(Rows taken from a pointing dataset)
┌──

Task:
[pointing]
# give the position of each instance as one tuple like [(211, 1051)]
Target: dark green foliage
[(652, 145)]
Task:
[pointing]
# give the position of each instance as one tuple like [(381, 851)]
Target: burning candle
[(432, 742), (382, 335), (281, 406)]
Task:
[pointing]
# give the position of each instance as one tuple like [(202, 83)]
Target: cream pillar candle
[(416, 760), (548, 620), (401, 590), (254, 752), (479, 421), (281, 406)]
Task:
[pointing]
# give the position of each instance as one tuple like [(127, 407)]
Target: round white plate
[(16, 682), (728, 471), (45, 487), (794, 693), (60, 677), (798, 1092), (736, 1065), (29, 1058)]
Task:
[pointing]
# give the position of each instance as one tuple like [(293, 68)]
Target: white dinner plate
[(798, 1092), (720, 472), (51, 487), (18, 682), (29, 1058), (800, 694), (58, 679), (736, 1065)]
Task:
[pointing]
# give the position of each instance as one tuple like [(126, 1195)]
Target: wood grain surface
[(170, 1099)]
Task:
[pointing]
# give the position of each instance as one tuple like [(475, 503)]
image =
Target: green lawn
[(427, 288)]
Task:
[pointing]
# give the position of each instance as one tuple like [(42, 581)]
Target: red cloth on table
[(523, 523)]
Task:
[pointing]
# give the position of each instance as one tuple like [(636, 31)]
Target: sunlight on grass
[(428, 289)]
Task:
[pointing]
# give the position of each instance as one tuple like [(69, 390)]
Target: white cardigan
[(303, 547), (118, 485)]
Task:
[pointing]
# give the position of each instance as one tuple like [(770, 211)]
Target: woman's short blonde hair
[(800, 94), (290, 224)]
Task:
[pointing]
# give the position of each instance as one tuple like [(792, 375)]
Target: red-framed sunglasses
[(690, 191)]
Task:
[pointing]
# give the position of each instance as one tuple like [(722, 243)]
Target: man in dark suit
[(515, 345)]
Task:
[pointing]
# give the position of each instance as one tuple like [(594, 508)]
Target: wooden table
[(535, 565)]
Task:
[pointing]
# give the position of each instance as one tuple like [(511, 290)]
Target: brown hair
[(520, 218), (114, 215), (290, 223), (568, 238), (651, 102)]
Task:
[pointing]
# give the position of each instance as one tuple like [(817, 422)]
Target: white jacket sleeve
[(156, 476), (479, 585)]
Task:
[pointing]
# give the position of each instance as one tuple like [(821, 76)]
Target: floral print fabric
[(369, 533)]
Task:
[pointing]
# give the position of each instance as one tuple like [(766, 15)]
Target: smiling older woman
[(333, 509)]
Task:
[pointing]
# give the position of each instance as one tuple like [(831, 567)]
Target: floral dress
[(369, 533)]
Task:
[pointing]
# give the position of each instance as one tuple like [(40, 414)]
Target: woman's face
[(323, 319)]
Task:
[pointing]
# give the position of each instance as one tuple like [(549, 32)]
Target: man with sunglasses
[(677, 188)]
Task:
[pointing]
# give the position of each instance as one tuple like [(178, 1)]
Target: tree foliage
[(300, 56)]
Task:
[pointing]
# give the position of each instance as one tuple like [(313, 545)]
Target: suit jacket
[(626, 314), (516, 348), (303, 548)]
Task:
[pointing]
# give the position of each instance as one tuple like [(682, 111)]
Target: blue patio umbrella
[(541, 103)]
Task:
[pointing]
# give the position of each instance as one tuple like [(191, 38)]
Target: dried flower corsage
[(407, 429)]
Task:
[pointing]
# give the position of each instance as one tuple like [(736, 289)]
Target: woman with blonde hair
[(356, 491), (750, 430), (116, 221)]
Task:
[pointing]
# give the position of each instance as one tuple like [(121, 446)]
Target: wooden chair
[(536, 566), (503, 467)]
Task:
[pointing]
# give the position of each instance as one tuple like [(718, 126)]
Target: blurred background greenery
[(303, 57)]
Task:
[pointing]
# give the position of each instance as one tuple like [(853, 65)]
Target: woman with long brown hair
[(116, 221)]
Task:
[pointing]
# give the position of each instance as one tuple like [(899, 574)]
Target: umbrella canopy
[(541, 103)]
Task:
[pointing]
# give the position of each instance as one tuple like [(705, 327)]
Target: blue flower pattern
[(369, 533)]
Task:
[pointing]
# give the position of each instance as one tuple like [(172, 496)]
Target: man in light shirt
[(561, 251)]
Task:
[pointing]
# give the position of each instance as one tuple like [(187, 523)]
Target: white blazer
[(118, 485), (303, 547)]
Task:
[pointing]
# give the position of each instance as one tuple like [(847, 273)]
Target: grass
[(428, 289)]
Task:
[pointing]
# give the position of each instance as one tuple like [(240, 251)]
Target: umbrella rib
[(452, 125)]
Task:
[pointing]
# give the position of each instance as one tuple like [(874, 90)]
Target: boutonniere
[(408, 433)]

└──

§ Exercise
Reproduce every line of the material above word for word, without changing anything.

§ Expected output
Task:
[pointing]
# give the position of each instance as one tuple like [(211, 1051)]
Target: dark green foliage
[(652, 145)]
Task:
[pointing]
# give the position of each instance as one tuple like [(381, 851)]
Target: burning candle
[(432, 742), (382, 335), (281, 406)]
Task:
[pointing]
# give the position of each instance as one tuple like [(202, 83)]
Target: cream pillar candle
[(416, 760), (548, 620), (401, 590), (254, 752), (479, 421), (281, 406)]
Task:
[pointing]
# give the position of each instance as one tuple like [(127, 407)]
Target: round white plate
[(16, 682), (728, 471), (45, 487), (794, 693), (60, 677), (798, 1092), (736, 1065), (29, 1058)]
Task:
[pointing]
# give the position of each instance as one tuple like [(293, 68)]
Target: white dinner plate
[(798, 1092), (720, 472), (51, 487), (18, 682), (29, 1058), (800, 694), (58, 679), (736, 1065)]
Task:
[pointing]
# give the position of each instance as one tuple like [(126, 1195)]
Target: wood grain surface
[(170, 1099)]
Task:
[pointing]
# give the position of each instance as one tuple like [(475, 503)]
image =
Target: green lawn
[(427, 288)]
Task:
[pointing]
# give the position of each instance as one tuple like [(42, 581)]
Target: red cloth on table
[(523, 523)]
Task:
[pointing]
# give the position of each instance as one tuple like [(636, 31)]
Target: sunlight on grass
[(428, 289)]
Task:
[pointing]
# give the position of each instance as one tuple like [(69, 390)]
Target: white cardigan
[(303, 547), (118, 485)]
Task:
[pointing]
# give the position of each instance as one tuple like [(770, 211)]
Target: woman's short blonde hair
[(800, 94), (290, 224)]
Task:
[pointing]
# give the position of each instance as one tuple like [(792, 375)]
Target: red-framed sunglasses
[(690, 191)]
Task:
[pointing]
# give the position of each instance as one tuple like [(722, 243)]
Target: man in dark suit
[(515, 345)]
Task:
[pointing]
# give the position of each instance as one tuple like [(594, 508)]
Target: wooden table
[(535, 565)]
Task:
[pointing]
# give the position of each instance as one tuple like [(511, 290)]
Target: brown hair
[(520, 218), (114, 215), (290, 223), (568, 238), (651, 102)]
Task:
[pointing]
# give the position of each instance as one tuple like [(817, 422)]
Target: white jacket sleeve
[(156, 476), (479, 585)]
Task:
[pointing]
# give the position of each instance as one tuple like [(821, 76)]
Target: floral print fabric
[(369, 533)]
Task:
[pointing]
# give the position of each instance as one tuple like [(766, 15)]
Target: smiling older woman
[(333, 509)]
Task:
[pointing]
# give the position of each instance as one tuple like [(831, 567)]
Target: floral dress
[(369, 533)]
Task:
[pointing]
# give the position of each instance as one tuple like [(40, 414)]
Target: woman's face
[(323, 319)]
Task:
[pointing]
# give the position of each instance as one tuple like [(549, 32)]
Target: man with sunglasses
[(677, 188)]
Task:
[pointing]
# give the position of each instance as one tuple like [(178, 1)]
Target: tree foliage
[(300, 56)]
Task:
[pointing]
# give the position of each instance as one tuple like [(313, 545)]
Target: suit jacket
[(626, 314), (516, 348), (303, 548)]
Task:
[pointing]
# give the position of each instance as one tuple like [(682, 111)]
Target: blue patio umbrella
[(541, 103)]
Task:
[pointing]
# give the position of each instance as one tuple like [(191, 38)]
Target: dried flower corsage
[(407, 429)]
Task:
[pointing]
# give the position of each instance as one tuple like [(736, 289)]
Target: woman with blonde hair
[(356, 491), (750, 430), (116, 221)]
Task:
[pointing]
# give the position of each instance as one tuple like [(121, 446)]
Target: wooden chair
[(536, 566), (503, 467)]
Task:
[pointing]
# give the position of each instance as one tuple like [(718, 126)]
Target: blurred background greenery
[(303, 57)]
Task:
[pointing]
# give the position of each instance as one tuple like [(853, 65)]
Target: woman with long brown hair
[(116, 221)]
Task:
[pointing]
# give the position of each instance as one tuple like [(899, 574)]
Target: umbrella canopy
[(541, 103)]
Task:
[pointing]
# give the position of each instance as one tuple like [(705, 327)]
Target: blue flower pattern
[(369, 533)]
Task:
[pointing]
# give the position of each instance as one tuple like [(172, 496)]
Target: man in light shirt
[(561, 251)]
Task:
[pointing]
# give the position of each instance as one tuple like [(187, 523)]
Target: white blazer
[(118, 485), (303, 547)]
Task:
[pointing]
# give the position of each instance as one tuple like [(847, 273)]
Target: grass
[(428, 289)]
Task:
[pointing]
# give the position of each instance as one tuple like [(240, 251)]
Target: umbrella rib
[(452, 125)]
Task:
[pointing]
# give the position of each instance as one tuple like [(874, 90)]
Target: boutonniere
[(408, 433)]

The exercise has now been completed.